Task to complete
In the listing below, find each line that holds "logo" and list it.

Source material
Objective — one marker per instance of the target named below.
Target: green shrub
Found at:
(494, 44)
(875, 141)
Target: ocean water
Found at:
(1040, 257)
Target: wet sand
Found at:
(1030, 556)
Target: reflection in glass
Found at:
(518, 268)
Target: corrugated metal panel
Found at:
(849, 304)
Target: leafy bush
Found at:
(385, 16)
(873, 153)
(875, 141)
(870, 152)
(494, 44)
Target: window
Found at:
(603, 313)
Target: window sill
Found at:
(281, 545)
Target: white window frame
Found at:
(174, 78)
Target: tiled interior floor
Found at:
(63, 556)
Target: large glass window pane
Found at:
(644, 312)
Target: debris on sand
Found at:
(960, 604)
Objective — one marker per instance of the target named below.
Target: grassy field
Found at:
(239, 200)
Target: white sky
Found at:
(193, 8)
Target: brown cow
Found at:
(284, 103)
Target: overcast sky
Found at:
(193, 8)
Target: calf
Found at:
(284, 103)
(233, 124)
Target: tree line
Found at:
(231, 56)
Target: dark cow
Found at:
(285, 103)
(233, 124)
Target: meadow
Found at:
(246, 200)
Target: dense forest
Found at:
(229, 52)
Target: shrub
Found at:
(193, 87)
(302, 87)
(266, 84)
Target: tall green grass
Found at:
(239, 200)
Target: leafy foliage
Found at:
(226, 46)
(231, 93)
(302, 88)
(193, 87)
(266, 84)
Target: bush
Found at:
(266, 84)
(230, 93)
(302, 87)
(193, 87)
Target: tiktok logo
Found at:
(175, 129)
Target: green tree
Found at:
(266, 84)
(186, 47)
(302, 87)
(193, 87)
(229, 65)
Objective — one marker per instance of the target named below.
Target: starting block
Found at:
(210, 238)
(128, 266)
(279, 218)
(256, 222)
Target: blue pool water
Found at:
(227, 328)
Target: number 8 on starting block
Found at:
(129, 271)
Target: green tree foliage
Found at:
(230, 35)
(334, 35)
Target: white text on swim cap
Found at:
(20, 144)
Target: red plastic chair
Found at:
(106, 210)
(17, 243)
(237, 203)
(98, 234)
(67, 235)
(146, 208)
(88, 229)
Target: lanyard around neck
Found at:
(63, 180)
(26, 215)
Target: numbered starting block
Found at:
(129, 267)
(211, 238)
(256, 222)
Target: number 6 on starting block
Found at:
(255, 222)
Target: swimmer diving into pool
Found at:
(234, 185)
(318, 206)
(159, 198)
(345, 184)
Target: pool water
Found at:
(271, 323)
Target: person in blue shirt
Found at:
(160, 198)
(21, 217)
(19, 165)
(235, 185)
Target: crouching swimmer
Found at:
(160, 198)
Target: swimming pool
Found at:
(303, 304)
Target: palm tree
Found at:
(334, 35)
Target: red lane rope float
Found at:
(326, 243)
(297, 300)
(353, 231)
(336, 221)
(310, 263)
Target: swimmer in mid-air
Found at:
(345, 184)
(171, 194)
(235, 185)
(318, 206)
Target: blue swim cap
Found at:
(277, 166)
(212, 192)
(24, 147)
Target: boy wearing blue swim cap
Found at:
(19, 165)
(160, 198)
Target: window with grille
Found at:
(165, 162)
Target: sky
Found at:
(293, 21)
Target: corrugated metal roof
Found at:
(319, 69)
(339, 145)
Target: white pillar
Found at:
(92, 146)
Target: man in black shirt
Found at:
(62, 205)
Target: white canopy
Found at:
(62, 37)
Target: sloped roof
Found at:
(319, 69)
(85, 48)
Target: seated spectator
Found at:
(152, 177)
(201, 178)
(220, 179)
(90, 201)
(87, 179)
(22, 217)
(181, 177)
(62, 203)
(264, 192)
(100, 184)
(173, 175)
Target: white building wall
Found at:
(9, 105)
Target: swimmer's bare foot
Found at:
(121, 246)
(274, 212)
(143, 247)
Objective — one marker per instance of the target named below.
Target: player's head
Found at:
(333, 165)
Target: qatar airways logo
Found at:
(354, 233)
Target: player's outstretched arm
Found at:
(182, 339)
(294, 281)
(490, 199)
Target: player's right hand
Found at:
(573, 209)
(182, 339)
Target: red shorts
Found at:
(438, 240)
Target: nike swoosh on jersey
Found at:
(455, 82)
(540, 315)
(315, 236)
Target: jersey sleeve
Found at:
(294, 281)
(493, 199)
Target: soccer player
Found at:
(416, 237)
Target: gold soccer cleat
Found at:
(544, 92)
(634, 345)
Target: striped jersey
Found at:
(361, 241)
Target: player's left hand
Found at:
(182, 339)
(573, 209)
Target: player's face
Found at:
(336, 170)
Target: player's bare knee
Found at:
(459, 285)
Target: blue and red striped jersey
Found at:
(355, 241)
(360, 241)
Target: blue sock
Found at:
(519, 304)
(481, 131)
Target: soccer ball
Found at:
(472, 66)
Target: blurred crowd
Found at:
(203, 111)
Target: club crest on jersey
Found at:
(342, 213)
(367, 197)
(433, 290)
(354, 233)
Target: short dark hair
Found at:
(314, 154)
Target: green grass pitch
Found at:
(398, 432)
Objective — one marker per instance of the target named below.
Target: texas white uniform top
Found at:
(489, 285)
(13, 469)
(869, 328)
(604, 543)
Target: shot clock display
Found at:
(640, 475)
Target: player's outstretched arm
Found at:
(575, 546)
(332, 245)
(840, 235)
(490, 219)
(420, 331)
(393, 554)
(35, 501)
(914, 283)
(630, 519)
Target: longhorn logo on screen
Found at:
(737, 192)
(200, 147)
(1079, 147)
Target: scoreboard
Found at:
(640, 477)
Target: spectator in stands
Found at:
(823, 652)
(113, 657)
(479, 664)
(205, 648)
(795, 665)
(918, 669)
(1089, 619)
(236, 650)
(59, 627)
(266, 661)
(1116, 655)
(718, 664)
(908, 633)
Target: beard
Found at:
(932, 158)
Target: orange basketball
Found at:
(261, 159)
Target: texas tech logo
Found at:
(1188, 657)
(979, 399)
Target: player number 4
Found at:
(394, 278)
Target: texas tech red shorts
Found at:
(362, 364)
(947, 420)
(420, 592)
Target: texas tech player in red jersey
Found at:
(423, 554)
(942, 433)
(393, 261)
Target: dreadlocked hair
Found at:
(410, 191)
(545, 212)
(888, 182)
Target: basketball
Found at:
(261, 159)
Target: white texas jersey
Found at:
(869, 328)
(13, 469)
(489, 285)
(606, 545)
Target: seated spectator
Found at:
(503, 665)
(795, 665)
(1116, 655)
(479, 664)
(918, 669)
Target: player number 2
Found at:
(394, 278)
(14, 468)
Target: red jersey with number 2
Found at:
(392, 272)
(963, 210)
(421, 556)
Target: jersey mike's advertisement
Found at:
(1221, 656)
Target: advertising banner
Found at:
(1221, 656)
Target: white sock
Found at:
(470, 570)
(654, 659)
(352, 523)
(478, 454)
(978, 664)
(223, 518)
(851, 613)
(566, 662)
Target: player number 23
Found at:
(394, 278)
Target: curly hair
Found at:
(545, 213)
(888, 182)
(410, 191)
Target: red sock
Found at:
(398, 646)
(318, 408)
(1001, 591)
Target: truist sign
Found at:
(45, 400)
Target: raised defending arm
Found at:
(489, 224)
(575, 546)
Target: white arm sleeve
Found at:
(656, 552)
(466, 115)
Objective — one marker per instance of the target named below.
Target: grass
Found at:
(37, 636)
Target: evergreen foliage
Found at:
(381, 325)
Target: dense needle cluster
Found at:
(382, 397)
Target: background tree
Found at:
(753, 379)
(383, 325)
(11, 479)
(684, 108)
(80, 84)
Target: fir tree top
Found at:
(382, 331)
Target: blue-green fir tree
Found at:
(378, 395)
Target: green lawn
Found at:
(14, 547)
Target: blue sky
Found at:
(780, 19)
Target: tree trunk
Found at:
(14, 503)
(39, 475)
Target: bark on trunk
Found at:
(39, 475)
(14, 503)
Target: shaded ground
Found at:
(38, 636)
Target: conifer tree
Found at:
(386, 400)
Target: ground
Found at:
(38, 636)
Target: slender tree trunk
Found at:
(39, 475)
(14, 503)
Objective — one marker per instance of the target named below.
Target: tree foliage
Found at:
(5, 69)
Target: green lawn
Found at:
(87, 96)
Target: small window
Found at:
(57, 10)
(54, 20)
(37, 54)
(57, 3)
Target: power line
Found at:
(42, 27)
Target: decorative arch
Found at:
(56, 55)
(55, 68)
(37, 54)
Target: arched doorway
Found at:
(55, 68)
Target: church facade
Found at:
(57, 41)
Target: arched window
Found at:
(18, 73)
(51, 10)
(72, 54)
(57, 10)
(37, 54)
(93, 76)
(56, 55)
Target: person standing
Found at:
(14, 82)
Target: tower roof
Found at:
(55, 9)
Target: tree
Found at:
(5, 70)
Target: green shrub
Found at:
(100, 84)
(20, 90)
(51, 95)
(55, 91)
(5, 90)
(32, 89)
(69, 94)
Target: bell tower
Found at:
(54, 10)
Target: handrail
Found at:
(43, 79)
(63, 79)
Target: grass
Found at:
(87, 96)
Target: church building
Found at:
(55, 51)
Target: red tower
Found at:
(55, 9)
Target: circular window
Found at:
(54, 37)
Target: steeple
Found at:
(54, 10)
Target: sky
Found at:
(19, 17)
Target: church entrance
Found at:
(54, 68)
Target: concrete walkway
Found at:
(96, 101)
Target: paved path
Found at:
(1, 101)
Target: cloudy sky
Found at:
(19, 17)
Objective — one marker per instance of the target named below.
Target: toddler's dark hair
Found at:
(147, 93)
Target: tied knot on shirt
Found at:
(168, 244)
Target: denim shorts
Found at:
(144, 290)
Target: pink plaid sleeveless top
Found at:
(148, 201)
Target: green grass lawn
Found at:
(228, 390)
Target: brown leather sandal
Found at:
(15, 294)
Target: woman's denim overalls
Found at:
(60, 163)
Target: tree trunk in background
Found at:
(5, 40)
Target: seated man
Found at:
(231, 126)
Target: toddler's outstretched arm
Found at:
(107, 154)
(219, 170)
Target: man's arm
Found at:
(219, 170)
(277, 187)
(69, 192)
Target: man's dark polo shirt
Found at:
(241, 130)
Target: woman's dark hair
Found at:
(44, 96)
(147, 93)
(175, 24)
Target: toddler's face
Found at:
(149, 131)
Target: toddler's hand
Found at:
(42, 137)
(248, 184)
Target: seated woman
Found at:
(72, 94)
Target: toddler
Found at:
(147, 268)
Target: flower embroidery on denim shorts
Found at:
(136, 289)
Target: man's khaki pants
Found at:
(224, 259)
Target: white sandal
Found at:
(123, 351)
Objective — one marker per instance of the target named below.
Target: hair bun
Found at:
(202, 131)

Response for this exercise
Target: tiktok logo
Target: qatar airways logo
Target: longhorn logo on screen
Target: texas tech logo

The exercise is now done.